GIVEN PROBLEM —
Echo each of the items below, repeating every line exactly as it stands.

Items from a dataset:
————

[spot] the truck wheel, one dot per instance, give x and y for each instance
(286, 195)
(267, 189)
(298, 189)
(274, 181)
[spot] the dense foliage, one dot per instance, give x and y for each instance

————

FULL SOLUTION —
[spot] the truck wheel, one dot per instance, give x and y for each instance
(286, 195)
(267, 189)
(298, 189)
(274, 181)
[spot] the dense foliage, one dot per instance, give x and y for each instance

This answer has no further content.